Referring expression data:
((

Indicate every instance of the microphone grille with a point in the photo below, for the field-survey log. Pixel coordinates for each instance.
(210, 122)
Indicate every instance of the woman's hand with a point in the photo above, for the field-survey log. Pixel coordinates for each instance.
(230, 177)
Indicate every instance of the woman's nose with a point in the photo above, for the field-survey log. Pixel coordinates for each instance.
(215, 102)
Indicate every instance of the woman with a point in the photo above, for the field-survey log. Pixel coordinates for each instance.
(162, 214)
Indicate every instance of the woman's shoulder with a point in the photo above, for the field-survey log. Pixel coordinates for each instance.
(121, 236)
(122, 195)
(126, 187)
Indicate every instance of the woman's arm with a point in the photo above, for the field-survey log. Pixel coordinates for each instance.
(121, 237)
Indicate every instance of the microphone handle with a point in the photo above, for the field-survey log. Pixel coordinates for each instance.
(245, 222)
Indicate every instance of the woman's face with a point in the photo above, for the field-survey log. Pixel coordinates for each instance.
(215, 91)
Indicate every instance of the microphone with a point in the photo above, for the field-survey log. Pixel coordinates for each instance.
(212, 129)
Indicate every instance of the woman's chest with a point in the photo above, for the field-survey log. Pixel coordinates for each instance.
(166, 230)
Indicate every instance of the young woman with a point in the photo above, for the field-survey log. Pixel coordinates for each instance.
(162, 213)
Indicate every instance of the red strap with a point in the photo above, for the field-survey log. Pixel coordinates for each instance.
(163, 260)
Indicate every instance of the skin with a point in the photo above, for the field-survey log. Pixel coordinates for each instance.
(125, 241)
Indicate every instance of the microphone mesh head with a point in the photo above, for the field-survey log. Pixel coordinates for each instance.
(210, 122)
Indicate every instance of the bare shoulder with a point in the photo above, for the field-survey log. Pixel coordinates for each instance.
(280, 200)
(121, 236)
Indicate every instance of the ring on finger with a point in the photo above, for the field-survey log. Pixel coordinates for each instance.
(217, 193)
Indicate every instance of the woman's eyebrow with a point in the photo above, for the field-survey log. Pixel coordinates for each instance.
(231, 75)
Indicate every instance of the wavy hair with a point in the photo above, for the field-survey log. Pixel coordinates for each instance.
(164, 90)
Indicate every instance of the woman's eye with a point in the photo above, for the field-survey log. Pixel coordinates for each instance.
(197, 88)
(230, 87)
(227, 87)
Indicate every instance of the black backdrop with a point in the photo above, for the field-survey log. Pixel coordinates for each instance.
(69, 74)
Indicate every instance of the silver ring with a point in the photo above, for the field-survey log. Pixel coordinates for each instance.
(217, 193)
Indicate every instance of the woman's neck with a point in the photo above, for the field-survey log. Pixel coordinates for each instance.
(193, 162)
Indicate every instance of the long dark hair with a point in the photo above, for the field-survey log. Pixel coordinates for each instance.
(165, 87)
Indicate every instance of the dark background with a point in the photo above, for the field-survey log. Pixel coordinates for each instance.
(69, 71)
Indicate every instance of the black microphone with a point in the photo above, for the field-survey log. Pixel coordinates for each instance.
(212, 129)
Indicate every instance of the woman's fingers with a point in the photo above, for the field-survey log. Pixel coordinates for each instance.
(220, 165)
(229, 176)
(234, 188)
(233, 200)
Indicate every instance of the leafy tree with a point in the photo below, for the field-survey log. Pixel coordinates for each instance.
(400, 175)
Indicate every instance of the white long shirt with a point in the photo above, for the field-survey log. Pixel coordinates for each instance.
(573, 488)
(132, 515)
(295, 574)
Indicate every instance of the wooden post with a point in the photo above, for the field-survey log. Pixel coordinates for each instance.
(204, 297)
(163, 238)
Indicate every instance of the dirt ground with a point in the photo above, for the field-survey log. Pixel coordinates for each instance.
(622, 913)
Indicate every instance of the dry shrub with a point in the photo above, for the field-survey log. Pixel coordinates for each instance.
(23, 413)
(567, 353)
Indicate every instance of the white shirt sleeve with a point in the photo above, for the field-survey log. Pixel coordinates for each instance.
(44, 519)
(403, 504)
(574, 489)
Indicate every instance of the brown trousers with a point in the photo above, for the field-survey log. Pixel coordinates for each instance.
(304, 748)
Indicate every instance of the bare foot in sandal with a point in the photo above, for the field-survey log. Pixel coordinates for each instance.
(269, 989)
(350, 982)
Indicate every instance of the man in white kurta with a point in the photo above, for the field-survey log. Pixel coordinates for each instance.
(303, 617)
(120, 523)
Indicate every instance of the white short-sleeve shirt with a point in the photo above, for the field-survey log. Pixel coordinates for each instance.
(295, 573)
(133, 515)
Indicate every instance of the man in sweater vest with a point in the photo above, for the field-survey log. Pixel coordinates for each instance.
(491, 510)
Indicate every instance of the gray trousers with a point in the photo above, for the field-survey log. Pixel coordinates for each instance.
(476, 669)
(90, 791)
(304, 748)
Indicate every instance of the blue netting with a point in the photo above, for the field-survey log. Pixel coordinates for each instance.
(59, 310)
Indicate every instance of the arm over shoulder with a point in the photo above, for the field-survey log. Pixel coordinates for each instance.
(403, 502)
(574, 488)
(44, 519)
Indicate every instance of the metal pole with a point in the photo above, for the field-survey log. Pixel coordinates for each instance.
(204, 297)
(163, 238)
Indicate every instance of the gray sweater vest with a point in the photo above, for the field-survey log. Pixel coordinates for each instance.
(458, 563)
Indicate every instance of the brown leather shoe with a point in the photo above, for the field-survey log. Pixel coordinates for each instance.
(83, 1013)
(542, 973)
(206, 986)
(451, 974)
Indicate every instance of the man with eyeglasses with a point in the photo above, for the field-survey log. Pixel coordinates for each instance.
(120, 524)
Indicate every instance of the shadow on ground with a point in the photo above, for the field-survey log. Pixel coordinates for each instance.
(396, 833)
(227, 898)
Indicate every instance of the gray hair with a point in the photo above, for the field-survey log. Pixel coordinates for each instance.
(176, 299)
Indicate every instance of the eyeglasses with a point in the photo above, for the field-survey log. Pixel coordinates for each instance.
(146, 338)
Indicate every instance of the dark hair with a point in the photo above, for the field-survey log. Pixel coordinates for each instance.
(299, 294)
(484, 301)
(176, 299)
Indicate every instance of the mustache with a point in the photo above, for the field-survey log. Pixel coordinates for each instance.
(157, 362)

))

> _TRY IT_
Reproduce all the records precisely.

> _TASK OUTPUT_
Indicate every instance of the microphone grille with a point in the photo below, for the field-survey log. Pixel coordinates for each instance.
(210, 122)
Indicate every instance of the woman's hand with a point in the photo above, for the field-survey log. Pixel coordinates for each instance.
(230, 177)
Indicate every instance of the woman's nose with a point in the photo above, for the field-survey log. Pixel coordinates for each instance.
(215, 102)
Indicate every instance of the woman with a point in the photo above, for the field-survey log. Pixel coordinates for each instance.
(162, 214)
Indicate every instance of the woman's shoulder with a point in the photo above, for the field-survey log. Pixel coordinates for each instance.
(121, 236)
(122, 195)
(126, 187)
Indicate every instance of the woman's arm with a point in the photo above, for the field-survey log. Pixel coordinates for each instance.
(121, 237)
Indicate every instance of the microphone handle with a point in the photo above, for the field-survey log. Pixel coordinates for each instance.
(245, 222)
Indicate every instance of the woman's face with a point in the photo above, for the field-survey log. Pixel coordinates for each instance.
(215, 91)
Indicate every instance of the microphone with a point in the photo above, for the field-survey log. Pixel coordinates for each instance.
(212, 129)
Indicate every instance of the woman's chest with a point in the photo above, for the field-survey log. Pixel coordinates for each instance.
(166, 230)
Indicate every instance of the young woman with a point in the photo above, for the field-survey log. Pixel coordinates for each instance.
(162, 213)
Indicate every instance of the red strap with a point in the photo above, for the field-survey log. Pixel coordinates for each instance.
(163, 260)
Indicate every instance of the skin with a point in the photo above, for the field-survey log. Pixel coordinates for each instance.
(125, 241)
Indicate every instance of the microphone mesh head with a point in the photo above, for the field-survey log. Pixel coordinates for each instance.
(210, 122)
Indicate every instance of the bare shoulder with a point in the photo above, for the field-survey log. Pixel coordinates for each instance.
(280, 200)
(121, 236)
Indicate every instance of the ring on finger with a point in the photo above, for the field-survey log. Pixel coordinates for each instance.
(217, 193)
Indicate every instance of the woman's eyebrow with a point in the photo above, for the field-survey log. Pixel coordinates for each instance.
(231, 75)
Indicate every instance of the wavy hair with a point in the photo above, for the field-survey log. Pixel coordinates for each instance.
(164, 90)
Indicate every instance of the woman's eye with a point in the photo above, for the field-survey log. Pixel coordinates for each instance.
(197, 88)
(230, 87)
(227, 87)
Indicate every instance of the black backdrop with a point in the photo above, for the field-survey log. Pixel coordinates for each instance.
(69, 74)
Indicate every instance of the silver ring with a point in the photo above, for the field-survey log. Pixel coordinates for each instance.
(217, 193)
Indicate every instance of the woman's neck with a point in the photo above, for the field-survey log. Pixel coordinates for each instance.
(193, 162)
Indicate every instance of the long dark hair with a point in the photo above, for the field-survey log. Pixel coordinates for each instance.
(165, 87)
Indicate every instance of the dark background with a point in the photo above, for the field-survey log. Pixel coordinates for each instance.
(69, 71)
Indicate every instance of the black microphone with a point in the photo above, for the field-survey log. Pixel coordinates for each instance.
(212, 129)
Indicate every instance of the woman's fingers with a point in the photo above, for the field-survey log. Pixel coordinates for each instance.
(220, 165)
(229, 176)
(234, 188)
(233, 200)
Indicate every instance of the leafy tree with a point in the photo below, for the field-survey log. Pixel coordinates for each instance.
(400, 175)
Indicate every instance of the white long shirt with a point in the photo above, for the field-survey log. Pixel coordinates for each instance.
(573, 488)
(132, 515)
(295, 574)
Indicate every instance of the wooden post with a point in the photo above, for the field-survey log. Pixel coordinates for each instance.
(204, 297)
(163, 238)
Indicate every instance of the dirt ground with a point in the photo above, for the field-survey log. Pixel coordinates for each instance.
(622, 913)
Indicate every instance of the dry shrub with a point in the photo above, for the field-survey log. Pixel coordinates for each instance.
(23, 413)
(567, 353)
Indicate every instance of the white shirt sleeve with a point in the photo above, for the field-survey log. Pixel coordinates for each instance.
(44, 519)
(403, 504)
(574, 489)
Indicate every instance of the brown trousers with a point in the photo above, for the field-survey log. Pixel coordinates for each instance.
(304, 748)
Indicate every instance of the bare foot in sandal with a point in the photo above, for the field-survey log. Pixel coordinates for each instance.
(269, 989)
(350, 982)
Indicate every instance of the man in white kurta with a point in the photo above, for the field-survey log. Pixel coordinates for each instance.
(303, 617)
(120, 523)
Indicate every instance of the white short-sleeve shirt with a point in the photo above, for the field-survey log. Pixel coordinates for each instance.
(295, 573)
(133, 515)
Indicate every instance of the man in sweater vest with a point in the photo above, for the field-survey log. Pixel coordinates for each instance.
(491, 510)
Indicate every instance of the gray trousers with a point in the photo above, for the field-survey log. Pixel coordinates for each instance.
(476, 669)
(90, 791)
(304, 748)
Indicate every instance of the blue netting with a point in the photo above, for the field-survey log. Pixel coordinates for each instance.
(59, 310)
Indicate every instance of the arm over shoulder with a point in the photo above, for the field-survey log. Pixel coordinates for each instance.
(403, 502)
(574, 488)
(44, 519)
Indicate every instance of the metal pole with a point in the photo above, for the field-survey log. Pixel coordinates for each instance.
(204, 297)
(163, 238)
Indicate every instance of the gray sweater vest with a point in the photo above, for the field-survey log. Pixel coordinates for each instance.
(458, 563)
Indicate every instance of the brown leather shoe with a point in the photo above, for the field-survey log. Pixel coordinates for each instance.
(83, 1013)
(542, 973)
(206, 986)
(451, 974)
Indicate every instance of the man with eyeglasses with a point in the photo above, for the field-survey log. Pixel coordinates for each instance.
(120, 524)
Indicate every instance of the shadow on ground with a point in the photo above, for the field-survey log. Pixel coordinates for each instance.
(396, 833)
(227, 898)
Indicate every instance of the gray hair with a point in the photo above, for the field-survey log. Pixel coordinates for each instance.
(176, 299)
Indicate every instance of the eyeglasses with a point in the photo above, for the field-survey log. Pixel coordinates for each instance.
(146, 338)
Indicate every instance of the dark hair with a point in the photo above, for the field-survey log. Pixel coordinates for each instance.
(299, 294)
(484, 301)
(176, 299)
Indicate every instance of the mustache with a point in the photo above, for the field-survey log. Pixel coordinates for each instance.
(157, 362)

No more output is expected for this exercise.